• _SUPPLIED TEXT_
Constness and delegates

Mafi mafi at example.org
Thu Jan 9 23:11:48 UTC 2020


Regarding the work and comments on a pull request about delegate 
constness (https://github.com/dlang/dmd/pull/10644) I think there 
is some things we need to discuss.

I think the only sane way to analyze the soundness of delegates 
is to equate:

R delegate(P) qualifier f;

with:

interface I { R f(P) qualifier; }
I f;

Therefore given some class:

class C { R f(P) const; }
C c;

The delegate &c.f is of type 'R f(P) const'! The const qualifier 
does *not* apply to the this-Pointer of the delegate but to the 
contract of the invocation. Therefore the qualifier should be 
handled in a contravariant manner (and not covariant) because it 
describes the implicit this-Parameter of the referenced method 
and not the stored this-Pointer. The const-ness of the 
this-Pointer is the one "outside" the delegate.

[Saved data entries]

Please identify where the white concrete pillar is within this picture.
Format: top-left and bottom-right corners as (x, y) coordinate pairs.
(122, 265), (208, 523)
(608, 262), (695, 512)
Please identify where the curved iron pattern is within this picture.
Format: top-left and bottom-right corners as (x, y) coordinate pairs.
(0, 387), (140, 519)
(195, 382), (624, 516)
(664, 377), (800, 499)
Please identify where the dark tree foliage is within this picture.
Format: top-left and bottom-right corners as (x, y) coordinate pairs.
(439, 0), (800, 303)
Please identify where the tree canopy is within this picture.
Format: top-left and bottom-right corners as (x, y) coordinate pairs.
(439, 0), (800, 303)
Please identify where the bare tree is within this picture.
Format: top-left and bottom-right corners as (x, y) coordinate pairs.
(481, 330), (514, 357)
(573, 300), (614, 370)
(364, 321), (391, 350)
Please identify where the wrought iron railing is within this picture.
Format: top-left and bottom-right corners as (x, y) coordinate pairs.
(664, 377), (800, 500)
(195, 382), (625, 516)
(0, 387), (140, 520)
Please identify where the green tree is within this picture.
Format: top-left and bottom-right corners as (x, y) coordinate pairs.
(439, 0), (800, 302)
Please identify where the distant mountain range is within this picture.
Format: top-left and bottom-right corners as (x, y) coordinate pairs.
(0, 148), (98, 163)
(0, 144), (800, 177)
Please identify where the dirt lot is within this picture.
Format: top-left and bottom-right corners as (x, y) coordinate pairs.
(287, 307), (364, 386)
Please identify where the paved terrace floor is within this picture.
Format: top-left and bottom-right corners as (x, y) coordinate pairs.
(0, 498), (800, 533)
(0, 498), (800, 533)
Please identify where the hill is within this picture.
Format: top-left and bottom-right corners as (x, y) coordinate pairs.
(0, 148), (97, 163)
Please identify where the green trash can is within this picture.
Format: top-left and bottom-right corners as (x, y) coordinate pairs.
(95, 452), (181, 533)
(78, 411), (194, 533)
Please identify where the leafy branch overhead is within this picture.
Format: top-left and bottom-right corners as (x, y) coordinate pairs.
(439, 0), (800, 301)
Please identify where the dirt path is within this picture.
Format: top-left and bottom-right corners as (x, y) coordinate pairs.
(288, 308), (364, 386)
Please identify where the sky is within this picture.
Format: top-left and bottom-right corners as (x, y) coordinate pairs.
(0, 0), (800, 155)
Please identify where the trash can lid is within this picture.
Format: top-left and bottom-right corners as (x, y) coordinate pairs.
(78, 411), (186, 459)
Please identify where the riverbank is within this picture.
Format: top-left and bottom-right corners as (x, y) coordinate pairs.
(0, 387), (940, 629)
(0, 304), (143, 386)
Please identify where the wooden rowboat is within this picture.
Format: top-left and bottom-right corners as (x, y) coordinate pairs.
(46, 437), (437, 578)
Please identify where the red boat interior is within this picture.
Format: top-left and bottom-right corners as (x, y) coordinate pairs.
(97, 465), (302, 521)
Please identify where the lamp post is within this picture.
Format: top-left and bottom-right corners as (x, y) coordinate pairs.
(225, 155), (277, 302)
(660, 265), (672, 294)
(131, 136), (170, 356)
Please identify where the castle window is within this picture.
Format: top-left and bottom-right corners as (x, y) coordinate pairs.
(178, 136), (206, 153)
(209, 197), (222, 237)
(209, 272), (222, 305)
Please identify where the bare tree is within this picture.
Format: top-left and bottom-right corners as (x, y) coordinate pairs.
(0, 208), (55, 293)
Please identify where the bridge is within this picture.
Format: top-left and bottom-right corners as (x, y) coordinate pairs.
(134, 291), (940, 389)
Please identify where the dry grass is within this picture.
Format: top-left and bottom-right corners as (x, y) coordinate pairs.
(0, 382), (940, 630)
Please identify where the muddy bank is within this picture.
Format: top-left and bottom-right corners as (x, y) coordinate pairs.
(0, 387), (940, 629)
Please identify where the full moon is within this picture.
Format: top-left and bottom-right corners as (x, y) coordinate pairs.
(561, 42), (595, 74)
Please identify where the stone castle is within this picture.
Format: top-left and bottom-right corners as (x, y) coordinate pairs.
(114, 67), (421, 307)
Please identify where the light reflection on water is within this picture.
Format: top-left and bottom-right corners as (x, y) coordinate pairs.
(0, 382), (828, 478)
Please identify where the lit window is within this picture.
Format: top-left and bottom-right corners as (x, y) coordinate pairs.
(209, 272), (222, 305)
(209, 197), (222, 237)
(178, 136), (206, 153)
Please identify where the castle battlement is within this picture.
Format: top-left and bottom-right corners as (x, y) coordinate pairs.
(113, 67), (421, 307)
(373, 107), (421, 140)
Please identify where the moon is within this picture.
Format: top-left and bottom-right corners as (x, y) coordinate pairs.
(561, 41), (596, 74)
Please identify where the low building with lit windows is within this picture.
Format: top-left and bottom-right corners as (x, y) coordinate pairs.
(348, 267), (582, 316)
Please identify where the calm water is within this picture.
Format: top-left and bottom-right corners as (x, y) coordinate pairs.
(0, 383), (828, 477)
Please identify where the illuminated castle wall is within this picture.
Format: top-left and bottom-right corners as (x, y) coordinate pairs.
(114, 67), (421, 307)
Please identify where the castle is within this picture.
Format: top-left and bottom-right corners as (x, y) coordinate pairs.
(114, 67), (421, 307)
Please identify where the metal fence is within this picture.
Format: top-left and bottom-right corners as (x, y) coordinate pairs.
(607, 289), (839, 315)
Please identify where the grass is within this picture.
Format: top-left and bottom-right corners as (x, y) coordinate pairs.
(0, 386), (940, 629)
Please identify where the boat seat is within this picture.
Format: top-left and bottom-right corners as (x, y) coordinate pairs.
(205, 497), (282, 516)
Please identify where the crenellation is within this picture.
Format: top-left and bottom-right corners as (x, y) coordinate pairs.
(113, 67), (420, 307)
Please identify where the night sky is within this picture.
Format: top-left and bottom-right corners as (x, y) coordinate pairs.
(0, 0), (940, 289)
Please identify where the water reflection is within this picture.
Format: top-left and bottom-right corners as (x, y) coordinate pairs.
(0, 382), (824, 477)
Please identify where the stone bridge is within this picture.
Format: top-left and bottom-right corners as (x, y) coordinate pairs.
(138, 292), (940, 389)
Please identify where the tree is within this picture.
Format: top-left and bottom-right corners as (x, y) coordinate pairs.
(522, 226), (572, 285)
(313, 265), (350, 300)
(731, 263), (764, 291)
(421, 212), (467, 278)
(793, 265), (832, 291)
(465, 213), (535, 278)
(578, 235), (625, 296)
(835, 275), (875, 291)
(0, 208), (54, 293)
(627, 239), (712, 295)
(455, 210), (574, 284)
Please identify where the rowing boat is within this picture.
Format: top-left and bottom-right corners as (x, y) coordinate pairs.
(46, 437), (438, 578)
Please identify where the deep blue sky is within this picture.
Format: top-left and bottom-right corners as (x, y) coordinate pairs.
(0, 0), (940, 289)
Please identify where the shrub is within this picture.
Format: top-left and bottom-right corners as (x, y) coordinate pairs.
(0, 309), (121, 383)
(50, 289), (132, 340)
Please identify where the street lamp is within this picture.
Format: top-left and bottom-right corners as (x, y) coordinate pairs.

• _STATED EXERCISE 1_
List every line of code that appears on a line of its own in the post on delegate constness.
• _STATED EXERCISE 2_
Express the lines of the records between the line holding "Please identify where the water" and the line holding "(138, 292), (940, 389)", inclusive, as a Markdown table with the columns Row and Line, one row per line.
The text and the records have no connection to each other.

• _EXERCISE ANSWER 1_
- `R delegate(P) qualifier f;`
- `interface I { R f(P) qualifier; }`
- `I f;`
- `class C { R f(P) const; }`
- `C c;`

• _EXERCISE ANSWER 2_
| Row | Line |
|---|---|
| 1 | Please identify where the water reflection is within this picture. |
| 2 | Format: top-left and bottom-right corners as (x, y) coordinate pairs. |
| 3 | (0, 382), (824, 477) |
| 4 | Please identify where the stone bridge is within this picture. |
| 5 | Format: top-left and bottom-right corners as (x, y) coordinate pairs. |
| 6 | (138, 292), (940, 389) |